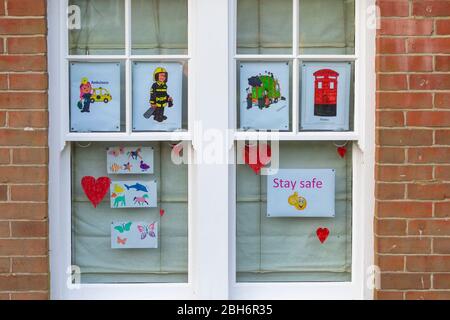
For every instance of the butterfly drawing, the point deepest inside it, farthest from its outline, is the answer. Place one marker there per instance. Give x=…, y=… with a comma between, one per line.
x=147, y=230
x=123, y=227
x=122, y=241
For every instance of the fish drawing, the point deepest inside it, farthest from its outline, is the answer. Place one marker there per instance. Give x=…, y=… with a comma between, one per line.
x=144, y=166
x=137, y=187
x=115, y=167
x=118, y=188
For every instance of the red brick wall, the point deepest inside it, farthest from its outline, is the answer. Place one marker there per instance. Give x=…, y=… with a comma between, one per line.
x=413, y=150
x=23, y=150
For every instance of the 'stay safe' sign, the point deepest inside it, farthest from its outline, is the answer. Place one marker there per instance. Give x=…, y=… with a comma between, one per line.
x=301, y=193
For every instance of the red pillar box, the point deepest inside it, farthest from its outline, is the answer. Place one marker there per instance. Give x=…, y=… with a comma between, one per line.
x=325, y=92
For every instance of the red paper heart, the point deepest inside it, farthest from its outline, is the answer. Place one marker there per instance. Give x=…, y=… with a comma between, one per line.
x=342, y=151
x=95, y=189
x=256, y=158
x=322, y=234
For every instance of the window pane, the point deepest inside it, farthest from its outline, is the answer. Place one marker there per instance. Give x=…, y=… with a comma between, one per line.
x=327, y=27
x=102, y=28
x=159, y=26
x=288, y=248
x=91, y=227
x=264, y=26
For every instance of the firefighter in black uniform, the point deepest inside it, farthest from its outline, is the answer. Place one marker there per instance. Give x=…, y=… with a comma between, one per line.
x=159, y=98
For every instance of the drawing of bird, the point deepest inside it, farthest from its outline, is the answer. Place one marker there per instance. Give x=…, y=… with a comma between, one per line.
x=144, y=166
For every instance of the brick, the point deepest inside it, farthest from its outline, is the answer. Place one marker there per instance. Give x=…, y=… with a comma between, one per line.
x=28, y=81
x=29, y=296
x=26, y=7
x=443, y=27
x=30, y=156
x=404, y=281
x=429, y=81
x=23, y=282
x=428, y=118
x=389, y=191
x=429, y=227
x=12, y=174
x=390, y=155
x=32, y=211
x=442, y=100
x=390, y=119
x=4, y=156
x=390, y=227
x=3, y=193
x=22, y=138
x=402, y=100
x=427, y=263
x=30, y=265
x=391, y=45
x=429, y=155
x=22, y=26
x=394, y=8
x=431, y=8
x=442, y=172
x=29, y=229
x=430, y=191
x=4, y=229
x=428, y=45
x=23, y=247
x=390, y=262
x=405, y=63
x=404, y=173
x=31, y=119
x=404, y=209
x=5, y=265
x=410, y=245
x=392, y=82
x=401, y=137
x=428, y=295
x=406, y=27
x=388, y=295
x=441, y=245
x=23, y=63
x=442, y=63
x=26, y=45
x=442, y=209
x=29, y=192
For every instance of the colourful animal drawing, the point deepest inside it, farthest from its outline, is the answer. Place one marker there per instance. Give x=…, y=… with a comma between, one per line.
x=141, y=200
x=147, y=230
x=120, y=201
x=137, y=187
x=118, y=188
x=124, y=227
x=115, y=167
x=135, y=154
x=116, y=151
x=127, y=167
x=144, y=166
x=122, y=241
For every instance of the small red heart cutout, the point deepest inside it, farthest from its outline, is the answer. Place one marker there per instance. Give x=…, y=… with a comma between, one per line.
x=322, y=234
x=342, y=151
x=95, y=189
x=255, y=158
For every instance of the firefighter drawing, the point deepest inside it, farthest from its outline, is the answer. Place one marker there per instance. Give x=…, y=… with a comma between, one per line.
x=159, y=98
x=263, y=91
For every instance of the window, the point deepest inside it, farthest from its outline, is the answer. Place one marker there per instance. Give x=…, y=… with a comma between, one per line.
x=155, y=107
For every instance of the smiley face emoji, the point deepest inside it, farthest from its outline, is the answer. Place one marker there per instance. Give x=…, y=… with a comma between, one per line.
x=297, y=201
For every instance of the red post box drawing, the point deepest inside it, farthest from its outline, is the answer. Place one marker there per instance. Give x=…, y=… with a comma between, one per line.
x=325, y=93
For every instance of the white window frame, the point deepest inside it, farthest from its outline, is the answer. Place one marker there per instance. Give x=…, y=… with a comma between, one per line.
x=212, y=254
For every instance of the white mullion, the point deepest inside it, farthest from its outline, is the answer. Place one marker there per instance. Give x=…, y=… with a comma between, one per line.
x=295, y=68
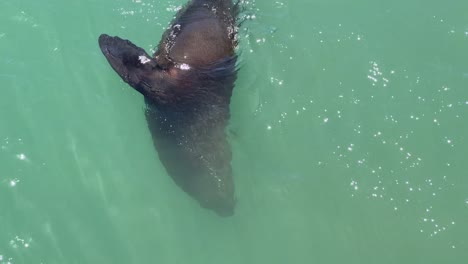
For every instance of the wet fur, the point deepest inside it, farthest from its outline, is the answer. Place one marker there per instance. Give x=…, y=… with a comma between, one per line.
x=187, y=85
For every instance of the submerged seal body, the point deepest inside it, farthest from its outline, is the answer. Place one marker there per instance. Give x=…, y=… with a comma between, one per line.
x=187, y=86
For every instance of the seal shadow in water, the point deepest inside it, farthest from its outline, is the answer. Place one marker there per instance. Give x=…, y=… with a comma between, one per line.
x=187, y=86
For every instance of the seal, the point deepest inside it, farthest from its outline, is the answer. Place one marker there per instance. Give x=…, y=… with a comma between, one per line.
x=187, y=86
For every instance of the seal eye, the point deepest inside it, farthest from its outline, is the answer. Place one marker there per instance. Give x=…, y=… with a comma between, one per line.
x=143, y=59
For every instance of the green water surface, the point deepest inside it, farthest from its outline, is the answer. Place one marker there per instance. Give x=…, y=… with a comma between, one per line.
x=349, y=134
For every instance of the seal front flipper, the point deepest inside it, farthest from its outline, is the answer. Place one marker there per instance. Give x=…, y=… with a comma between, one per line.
x=132, y=63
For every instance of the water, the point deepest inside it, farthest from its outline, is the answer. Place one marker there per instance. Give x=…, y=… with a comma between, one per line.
x=348, y=128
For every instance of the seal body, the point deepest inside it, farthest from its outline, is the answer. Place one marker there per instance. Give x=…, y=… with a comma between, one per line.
x=187, y=86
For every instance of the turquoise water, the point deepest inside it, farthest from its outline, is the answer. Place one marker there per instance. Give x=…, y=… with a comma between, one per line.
x=348, y=129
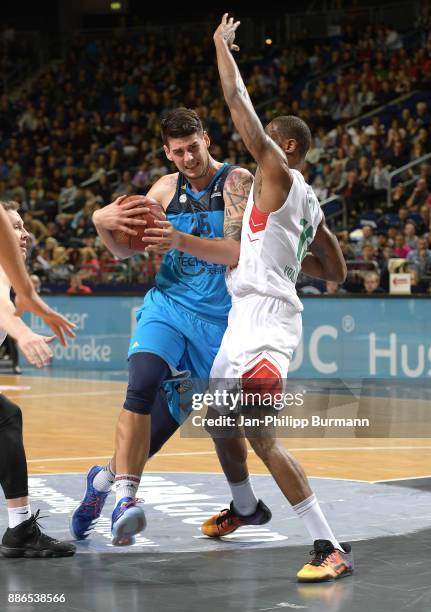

----

Written instruction
Recast every entry above as a numbered list, one line per item, with blank lines and the pictures omitted.

Answer to the exercise
1. For every instance of the butterfly drawing, the point deepest inside it, farthest from its outline, is the answer. Place one marker there per instance. Give x=…, y=… with a comma between, one per line.
2. x=147, y=230
3. x=123, y=227
4. x=122, y=241
5. For every instance of the fish drawing, the point deepest inside it, farthest from its outline, is the answer. Place one marker there per instance. Give x=…, y=… with a comma between, one per line.
6. x=144, y=166
7. x=137, y=187
8. x=115, y=167
9. x=118, y=188
10. For every instance of the red brick wall, the point deepest inside it, farthest from its outline, is the answer. Place one marker there per instance. Give x=…, y=… with a comma between, one per line.
11. x=413, y=150
12. x=23, y=150
13. For every instance of the 'stay safe' sign, the point deepest inside it, farthest from its outline, is the answer. Place one marker there per instance. Give x=…, y=… with a comma between, one per line.
14. x=301, y=193
15. For every instance of the red pillar box, the point deepest inside it, farthest from its outline, is the answer. Place one marker there per instance. Give x=…, y=… with a comma between, one per line.
16. x=325, y=92
17. For every instance of the red paper heart, the point deepest inside it, farthest from its outline, is the answer. Place one marker there per instance. Give x=…, y=… with a comma between, one per line.
18. x=342, y=151
19. x=95, y=189
20. x=256, y=158
21. x=322, y=234
22. For every instance of the window pane, the point deepest inside it, farthest from its outline, is the answer. Place one marker there per instance. Give x=…, y=… with a comma between, one per line.
23. x=327, y=27
24. x=102, y=28
25. x=159, y=26
26. x=288, y=248
27. x=91, y=227
28. x=264, y=26
29. For every instance of the firefighter in black uniform, the point deepest inside it, farthest from its outline, is the answer. Place one marker there per instance. Give x=…, y=… with a comma between, one per line.
30. x=159, y=98
31. For every instance of the drawing of bird, the point deepest inside it, farthest from its outline, is the answer. Place one marker there per instance. Give x=…, y=… with a comma between, one per line.
32. x=144, y=166
33. For every instance of the brick, the point deepest inside it, farthest from its outline, is the answer. Place one marker there per instance. Give x=…, y=… with a comma between, one per line.
34. x=28, y=81
35. x=29, y=296
36. x=26, y=7
37. x=443, y=27
38. x=30, y=156
39. x=404, y=281
40. x=429, y=81
41. x=23, y=282
42. x=428, y=118
43. x=389, y=191
44. x=429, y=227
45. x=12, y=174
46. x=390, y=155
47. x=32, y=211
48. x=442, y=100
49. x=390, y=119
50. x=4, y=156
51. x=390, y=227
52. x=3, y=193
53. x=22, y=138
54. x=402, y=100
55. x=427, y=263
56. x=30, y=265
57. x=391, y=45
58. x=429, y=155
59. x=22, y=26
60. x=394, y=8
61. x=431, y=8
62. x=442, y=172
63. x=29, y=229
64. x=430, y=191
65. x=4, y=229
66. x=428, y=45
67. x=23, y=247
68. x=390, y=262
69. x=405, y=63
70. x=404, y=173
71. x=31, y=119
72. x=404, y=209
73. x=5, y=265
74. x=410, y=245
75. x=392, y=82
76. x=401, y=137
77. x=428, y=295
78. x=406, y=27
79. x=388, y=295
80. x=441, y=245
81. x=23, y=63
82. x=442, y=63
83. x=26, y=45
84. x=442, y=209
85. x=29, y=192
86. For every instance of the colourful animal drawing, the point deepest inside it, farthest from its outline, is the answer. Place one marker there per instance. Give x=…, y=… with a comma between, one per line.
87. x=141, y=200
88. x=147, y=230
89. x=120, y=201
90. x=137, y=187
91. x=118, y=188
92. x=124, y=227
93. x=115, y=167
94. x=135, y=154
95. x=116, y=151
96. x=127, y=167
97. x=144, y=166
98. x=122, y=241
99. For every instance of the small red heart cutout, the point deepest inside it, farthest from its outline, is the answer. Place one marker there per instance. Give x=…, y=… with a comma between, one per line.
100. x=322, y=234
101. x=342, y=151
102. x=95, y=189
103. x=255, y=158
104. For every instance of the firefighter drawing, the point deepest inside it, farthest from its outline, is the answer. Place one marker there per instance. Give x=…, y=… with a comma between, one per line.
105. x=159, y=98
106. x=263, y=91
107. For every instance of the window, the point deepest inside it, farthest from its outline, is the answer. Place one marker there per instance. Give x=…, y=… with a comma between, one per line.
108. x=155, y=107
109. For every instance of the smiley face emoji, the point deepest inside it, farthest from its outline, is the answer. Place one marker there per instance. Give x=…, y=… with a comma between, one per line.
110. x=297, y=201
111. For every instance of the red post box drawing, the point deepest inside it, farthest from its outline, is the answer. Place one marker there per instance. Give x=…, y=… with a comma between, one per line.
112. x=325, y=93
113. For every instance of the white window frame, the point deepest inside it, farthest from its outline, is the answer. Place one marker there per instance. Give x=…, y=… with a comma between, one per line.
114. x=212, y=254
115. For every instance of the white mullion, the point deepest inside it, farthest from its outline, is the answer. Place one marker there per instance. Give x=…, y=… with a comma between, one per line.
116. x=295, y=68
117. For every instance of the wet fur, the point deepest inside it, farthest from its outline, is the answer. Place one marker there per instance. Give x=…, y=… with a comma between, one per line.
118. x=187, y=85
119. For every instance of the submerged seal body, the point deepest inside it, farthest from its outline, is the answer. Place one marker there per instance. Give x=…, y=… with a comma between, one per line.
120. x=187, y=86
121. For every instance of the seal shadow in water, the point deepest inside it, farthest from its outline, is the answer. Place one marker there per instance. Give x=…, y=… with a comma between, one per line.
122. x=187, y=86
123. For every instance of the seal, the point deepest inside it, farthest from its outline, is the answer. Place one marker there per instance. Give x=…, y=… with a comma between, one per line.
124. x=187, y=86
125. For every instance of the seal eye, the point deepest inside it, farthest from its outline, is the answer. Place one marker there per instance. Give x=…, y=… with a comma between, one per line.
126. x=143, y=59
127. For every instance of the green water surface, the point deepest inside it, farthest from its outline, is the answer. Place one marker there per instance. Give x=…, y=… with a comma between, one per line.
128. x=349, y=134
129. For every instance of the seal front flipper, the point deepest inside it, farthest from its outline, is the answer. Place one marker there per instance. Give x=…, y=… with a comma between, one per line.
130. x=132, y=63
131. For every instance of the water, the point deepest inside it, farthest from its outline, is the answer. Place one marker there per instance. Give x=…, y=… with a comma between, one per line.
132. x=348, y=128
133. For every instance of the seal body, the point deepest inside it, farthest from its outline, is the answer. Place one marker there per instance. Give x=…, y=… with a comma between, one per line.
134. x=187, y=86
135. For every instance of the turquoise water, the point deepest inside it, farthest from its outline, is the answer. Place one marker there per instance. Give x=…, y=… with a comma between, one per line.
136. x=348, y=129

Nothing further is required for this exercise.